A stark class divide is emerging in India’s Covid-19 vaccination drive

Vijayta Lalwani
The signboards clearly indicated where the Covid-19 vaccination centre was situated at Delhi’s Lok Nayak Jai Prakash Narayan Hospital. Yet, the centre, spruced up with welcome signs and a photo booth, was sparsely populated on Tuesday morning. The registration queue manned by two policemen had barely ten people in line for the vaccine. Most of them were hospital staffers wearing their scrubs.
Outside the Delhi Government-run hospital, 50-year-old daily-wage earner Prem Nath and his wife Asha Devi, 48, stood waiting for the bus to get back to their home in Dwarka, West Delhi. They did not know the hospital had a centre where they could avail the coronavirus vaccines free of cost.
“We know there is a vaccination going on [in the country] but we do not know how to get it,” said Nath, a diabetic patient, who had accompanied Devi, a domestic worker, to the hospital to get her treated for the aches she felt in her jaw.
“From where will we get it?” he asked this reporter.
On March 1, the Centre extended its vaccination drive from frontline health workers to senior citizens above the age of 60 years and those above 45 with comorbidities. In this phase of the drive, twice as many private hospitals as serving as vaccination centres than Government hospitals. While Government hospitals are offering the vaccines for free, private hospitals have been allowed to charge a maximum of Rs 250 per dose.

*WHAT THIS EXERCISE ASKS*.
1. According to the article on India's Covid-19 vaccination drive, why were Prem Nath and Asha Devi at Delhi's Lok Nayak Jai Prakash Narayan Hospital? Answer in one to three sentences.
2. Summarize the article on India's Covid-19 vaccination drive in two sentences.
3. Extend the article on India's Covid-19 vaccination drive, continuing from its last sentence.

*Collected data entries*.
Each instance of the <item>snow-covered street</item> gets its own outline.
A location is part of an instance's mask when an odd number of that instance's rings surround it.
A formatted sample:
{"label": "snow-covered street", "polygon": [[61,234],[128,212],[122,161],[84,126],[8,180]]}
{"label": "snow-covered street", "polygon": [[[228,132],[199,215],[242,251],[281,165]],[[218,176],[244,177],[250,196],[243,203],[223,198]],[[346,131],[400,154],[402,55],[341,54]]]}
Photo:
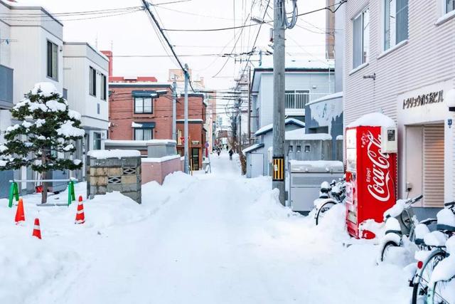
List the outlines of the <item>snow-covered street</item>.
{"label": "snow-covered street", "polygon": [[212,174],[144,185],[142,205],[118,193],[85,201],[83,225],[77,203],[38,207],[31,195],[16,226],[0,201],[0,303],[408,302],[402,268],[376,266],[377,247],[346,233],[342,206],[316,227],[279,204],[268,178],[241,177],[225,152],[212,162]]}

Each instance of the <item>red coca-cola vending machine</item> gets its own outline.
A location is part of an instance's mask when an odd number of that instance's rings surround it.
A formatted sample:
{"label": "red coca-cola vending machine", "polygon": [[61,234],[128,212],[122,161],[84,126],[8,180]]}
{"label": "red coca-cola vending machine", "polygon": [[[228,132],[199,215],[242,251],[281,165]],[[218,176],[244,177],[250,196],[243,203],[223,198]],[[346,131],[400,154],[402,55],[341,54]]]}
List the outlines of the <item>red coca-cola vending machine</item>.
{"label": "red coca-cola vending machine", "polygon": [[[362,223],[383,221],[396,201],[397,130],[358,126],[346,128],[346,223],[357,239],[373,239]],[[360,231],[360,230],[362,230]]]}

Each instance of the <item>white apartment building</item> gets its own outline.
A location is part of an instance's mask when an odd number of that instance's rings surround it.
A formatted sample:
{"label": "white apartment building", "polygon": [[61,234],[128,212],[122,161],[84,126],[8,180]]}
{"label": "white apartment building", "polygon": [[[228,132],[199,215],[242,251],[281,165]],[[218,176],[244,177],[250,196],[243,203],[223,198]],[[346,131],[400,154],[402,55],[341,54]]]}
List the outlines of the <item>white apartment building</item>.
{"label": "white apartment building", "polygon": [[[4,92],[6,98],[3,99],[9,103],[0,103],[0,132],[3,134],[12,123],[9,109],[35,83],[50,82],[63,92],[63,25],[43,7],[6,0],[0,0],[0,79],[5,80],[0,81],[0,92]],[[26,168],[14,175],[33,177],[31,170]],[[12,177],[12,172],[0,172],[0,189],[7,189],[8,179]],[[33,190],[30,184],[21,183],[20,187]],[[0,191],[0,196],[5,194]]]}
{"label": "white apartment building", "polygon": [[455,0],[344,5],[344,125],[395,120],[398,196],[422,194],[419,211],[434,212],[455,199]]}
{"label": "white apartment building", "polygon": [[84,150],[101,149],[109,127],[109,59],[86,43],[63,44],[64,89],[69,107],[81,115]]}

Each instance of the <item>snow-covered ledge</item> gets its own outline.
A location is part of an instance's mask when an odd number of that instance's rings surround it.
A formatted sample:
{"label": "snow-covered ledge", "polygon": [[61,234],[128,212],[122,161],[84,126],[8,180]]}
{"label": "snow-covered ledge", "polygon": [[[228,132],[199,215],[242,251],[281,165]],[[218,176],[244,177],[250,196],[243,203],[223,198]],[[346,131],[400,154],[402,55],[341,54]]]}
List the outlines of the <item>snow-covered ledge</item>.
{"label": "snow-covered ledge", "polygon": [[441,24],[449,21],[454,17],[455,17],[455,10],[450,11],[444,16],[441,16],[439,19],[438,19],[438,20],[436,21],[434,25],[440,26]]}
{"label": "snow-covered ledge", "polygon": [[137,150],[90,150],[87,155],[97,159],[106,159],[107,158],[138,157],[141,157],[141,152]]}

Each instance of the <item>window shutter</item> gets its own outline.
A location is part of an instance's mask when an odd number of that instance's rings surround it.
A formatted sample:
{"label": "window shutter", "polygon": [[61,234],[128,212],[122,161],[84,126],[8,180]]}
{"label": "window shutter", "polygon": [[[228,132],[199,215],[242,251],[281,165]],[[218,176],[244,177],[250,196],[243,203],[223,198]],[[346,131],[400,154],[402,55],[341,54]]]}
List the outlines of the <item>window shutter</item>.
{"label": "window shutter", "polygon": [[353,68],[355,68],[362,64],[362,15],[353,23]]}
{"label": "window shutter", "polygon": [[397,43],[408,38],[408,0],[397,0]]}
{"label": "window shutter", "polygon": [[424,206],[442,207],[444,203],[444,125],[424,127]]}

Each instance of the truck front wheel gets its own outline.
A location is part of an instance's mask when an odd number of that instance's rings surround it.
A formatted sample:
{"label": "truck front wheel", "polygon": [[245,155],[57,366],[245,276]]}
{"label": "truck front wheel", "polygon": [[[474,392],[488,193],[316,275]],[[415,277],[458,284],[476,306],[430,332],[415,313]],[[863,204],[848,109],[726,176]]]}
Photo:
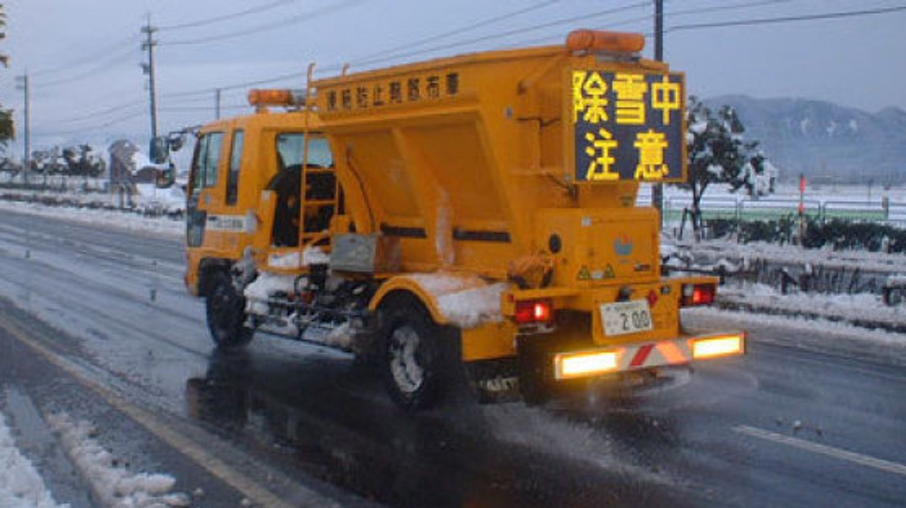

*TASK-BY-TASK RESULTS*.
1. Asha Devi had come to the hospital to be treated for aches she felt in her jaw. Prem Nath had accompanied her. They were not there for the vaccine; they did not know the hospital had a centre offering it free of cost.

2. On Tuesday morning the vaccination centre at Delhi's Lok Nayak Jai Prakash Narayan Hospital was sparsely populated, mostly by hospital staffers, while daily-wage earner Prem Nath and his wife Asha Devi, waiting outside for a bus, did not know they could get free vaccines there. Since March 1 the drive has covered senior citizens above 60 and people above 45 with comorbidities, with Government hospitals giving the vaccines for free and private hospitals allowed to charge up to Rs 250 per dose.

3.
Ten days into this second phase of vaccinations, doctors and health workers in Delhi have noticed a trend. “It is mostly educated people who are coming while the rest are hospital staff,” said a doctor from the Radiology Department manning the vaccination centre at Lok Nayak Jai Prakash Narayan Hospital. “People from the poorer sections are not coming. They are not aware of this.”
At the Central Government-run Ram Manohar Lohia Hospital in the capital, doctors at the empty waiting area for the vaccine said that “90 per cent of the beneficiaries belonged to the middle class and upper middle class”.
“A lot of those who are on high posts, who live around the area, and are comfortable with technology are coming,” said a doctor at the registration desk at the hospital who did not want to be identified. “They are very much aware of the vaccine and possible side effects,” he said.
The class divide isn’t just noticeable in Delhi. In Mumbai, doctors heading municipal-run hospitals told The Times of India that only “elite people” – many of whom were visiting the hospitals for the first time – were showing up to take the vaccines.